What the task asks
Please take the records that follow and repeat exactly the lines starting with the line with "# each point looks like point(237, 248)" and going on through the line with "# each point looks like point(685, 119)".

Stored entries
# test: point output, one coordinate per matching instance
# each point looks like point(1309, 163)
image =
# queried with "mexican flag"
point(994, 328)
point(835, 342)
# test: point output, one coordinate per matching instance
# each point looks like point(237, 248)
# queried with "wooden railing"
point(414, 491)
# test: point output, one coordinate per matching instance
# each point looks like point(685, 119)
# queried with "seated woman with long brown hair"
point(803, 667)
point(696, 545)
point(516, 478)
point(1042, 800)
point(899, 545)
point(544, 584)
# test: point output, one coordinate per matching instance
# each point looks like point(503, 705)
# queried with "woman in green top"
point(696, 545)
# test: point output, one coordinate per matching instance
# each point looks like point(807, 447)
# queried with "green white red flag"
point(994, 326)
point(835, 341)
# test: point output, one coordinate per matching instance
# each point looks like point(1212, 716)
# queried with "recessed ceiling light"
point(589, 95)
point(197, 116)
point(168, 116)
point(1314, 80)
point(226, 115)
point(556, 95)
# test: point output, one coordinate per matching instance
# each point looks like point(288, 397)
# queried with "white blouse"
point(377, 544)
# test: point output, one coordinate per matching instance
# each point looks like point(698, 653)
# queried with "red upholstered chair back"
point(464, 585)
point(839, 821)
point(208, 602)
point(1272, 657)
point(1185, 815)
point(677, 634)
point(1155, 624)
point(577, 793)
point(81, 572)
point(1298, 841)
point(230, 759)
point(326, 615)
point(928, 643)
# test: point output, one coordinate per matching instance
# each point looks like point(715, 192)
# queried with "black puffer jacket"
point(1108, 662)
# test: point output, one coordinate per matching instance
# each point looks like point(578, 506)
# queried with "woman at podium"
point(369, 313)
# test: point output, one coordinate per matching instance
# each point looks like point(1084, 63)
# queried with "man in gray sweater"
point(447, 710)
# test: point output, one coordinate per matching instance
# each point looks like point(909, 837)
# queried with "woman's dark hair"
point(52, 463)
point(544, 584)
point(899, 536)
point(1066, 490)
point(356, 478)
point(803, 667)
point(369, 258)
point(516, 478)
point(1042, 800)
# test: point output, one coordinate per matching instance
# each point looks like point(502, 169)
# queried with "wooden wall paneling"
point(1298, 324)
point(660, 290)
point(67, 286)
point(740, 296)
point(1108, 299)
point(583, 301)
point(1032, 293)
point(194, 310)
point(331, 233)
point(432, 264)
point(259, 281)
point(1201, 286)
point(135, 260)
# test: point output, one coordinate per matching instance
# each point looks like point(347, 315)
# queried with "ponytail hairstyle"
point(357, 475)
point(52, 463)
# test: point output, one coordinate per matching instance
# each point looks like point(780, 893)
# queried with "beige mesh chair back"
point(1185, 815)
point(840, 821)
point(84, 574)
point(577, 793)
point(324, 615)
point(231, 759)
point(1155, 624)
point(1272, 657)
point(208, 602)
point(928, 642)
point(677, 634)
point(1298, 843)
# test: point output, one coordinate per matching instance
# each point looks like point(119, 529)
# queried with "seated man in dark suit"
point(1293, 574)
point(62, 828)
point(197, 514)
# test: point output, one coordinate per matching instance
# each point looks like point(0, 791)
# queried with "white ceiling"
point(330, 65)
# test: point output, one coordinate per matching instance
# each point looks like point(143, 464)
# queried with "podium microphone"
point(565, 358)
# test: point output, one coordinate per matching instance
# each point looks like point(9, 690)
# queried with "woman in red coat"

Response to this task
# each point looks like point(237, 248)
# queried with "wooden railing"
point(414, 491)
# test: point output, one coordinate per matching instance
# each point looks like point(685, 119)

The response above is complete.